**WORK TO BE COMPLETED:** Extract all of the entries and set them down verbatim.

--- Begin DATASET ENTRIES ---

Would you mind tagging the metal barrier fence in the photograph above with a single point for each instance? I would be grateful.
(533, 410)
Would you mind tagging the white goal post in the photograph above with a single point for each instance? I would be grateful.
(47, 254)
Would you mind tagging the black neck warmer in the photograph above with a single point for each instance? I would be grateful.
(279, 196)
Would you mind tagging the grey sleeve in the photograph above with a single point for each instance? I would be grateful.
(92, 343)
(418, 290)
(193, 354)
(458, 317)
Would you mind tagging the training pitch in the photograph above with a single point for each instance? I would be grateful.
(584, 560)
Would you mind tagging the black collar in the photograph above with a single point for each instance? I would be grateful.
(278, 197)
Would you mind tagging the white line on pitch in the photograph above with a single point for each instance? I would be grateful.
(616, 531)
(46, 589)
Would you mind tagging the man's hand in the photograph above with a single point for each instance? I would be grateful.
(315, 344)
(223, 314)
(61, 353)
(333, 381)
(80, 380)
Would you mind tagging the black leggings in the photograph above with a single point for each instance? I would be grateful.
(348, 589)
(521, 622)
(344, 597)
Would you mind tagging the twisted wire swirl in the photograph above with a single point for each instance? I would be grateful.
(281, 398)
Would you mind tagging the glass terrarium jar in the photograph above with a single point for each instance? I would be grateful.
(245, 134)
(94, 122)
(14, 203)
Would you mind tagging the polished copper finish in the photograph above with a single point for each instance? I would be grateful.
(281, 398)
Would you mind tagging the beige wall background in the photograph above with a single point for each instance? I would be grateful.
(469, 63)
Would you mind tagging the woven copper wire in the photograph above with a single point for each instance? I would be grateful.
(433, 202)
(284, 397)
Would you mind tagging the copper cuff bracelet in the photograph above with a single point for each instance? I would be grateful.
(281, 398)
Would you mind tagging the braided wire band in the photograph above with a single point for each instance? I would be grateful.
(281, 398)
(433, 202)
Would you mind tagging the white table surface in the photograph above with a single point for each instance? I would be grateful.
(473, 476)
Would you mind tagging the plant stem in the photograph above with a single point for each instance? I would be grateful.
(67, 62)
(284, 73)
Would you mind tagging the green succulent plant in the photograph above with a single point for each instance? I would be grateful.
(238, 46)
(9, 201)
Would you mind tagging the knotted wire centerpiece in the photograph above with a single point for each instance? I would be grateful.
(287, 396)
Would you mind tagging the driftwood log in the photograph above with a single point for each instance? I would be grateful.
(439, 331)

--- End DATASET ENTRIES ---

**TASK SOLUTION:**
Would you mind tagging the metal barrier fence in the photograph above with a single point for each instance? I would be grateful.
(533, 410)
Would you mind tagging the white goal post in the photograph above with a single point for each instance? I would be grateful.
(47, 254)
Would you mind tagging the black neck warmer in the photograph above with a single point for each instance? I would be grateful.
(279, 196)
Would you mind tagging the grey sleeve in the photograph above with a single point for each instance? I would be grateful.
(92, 343)
(418, 290)
(193, 354)
(458, 317)
Would you mind tagging the training pitch in the photograph above with a single point for each instance? I would be grateful.
(584, 560)
Would you mind tagging the black collar in the photograph above with a single point for each instance? I would be grateful.
(278, 197)
Would you mind tagging the white line on pitch in the photograph above with a single point for each instance? I would be grateful.
(616, 531)
(46, 589)
Would you mind tagging the man's hand in the photograph above with a single point for each instance? I would be grateful.
(315, 344)
(223, 314)
(61, 353)
(333, 381)
(80, 380)
Would you mind tagging the black leggings in the photograph above with a single point for each instance? I would be grateful.
(348, 589)
(521, 622)
(344, 597)
Would you mind tagging the twisted wire swirl in the photograph above with a single point for each instance? I would be grateful.
(281, 398)
Would you mind tagging the glass terrarium jar in the photograph above with a single point for each instance? I would be grateful.
(245, 134)
(94, 122)
(14, 203)
Would you mind tagging the polished copper finish in the photograph above with a single point for each instance? I would be grateful.
(281, 398)
Would you mind tagging the beige wall background in the photograph above with a single point for each instance? I would be grateful.
(469, 63)
Would you mind tagging the woven copper wire in the photograph above with a single point for each instance? I would be grateful.
(433, 202)
(284, 397)
Would you mind tagging the copper cuff bracelet in the photograph above with a single point for each instance? I would be grateful.
(281, 398)
Would you mind tagging the braided wire band in the photograph above with a single point for each instance? I would be grateful.
(281, 398)
(433, 202)
Would you mind tagging the white table surface in the photograph above with a single point for each instance? I would be grateful.
(473, 476)
Would you mind tagging the plant stem in the photograph above with a single point for each instance? I would be grateful.
(67, 62)
(284, 73)
Would you mind tagging the green succulent plant in the photograph above with a single point for each instance? I would be grateful.
(238, 46)
(9, 201)
Would you mind tagging the knotted wire centerpiece in the photograph above with a single point for each instance? I would be grateful.
(287, 396)
Would you mind tagging the driftwood log in the photograph above with a single point for each instance? I would be grateful.
(439, 331)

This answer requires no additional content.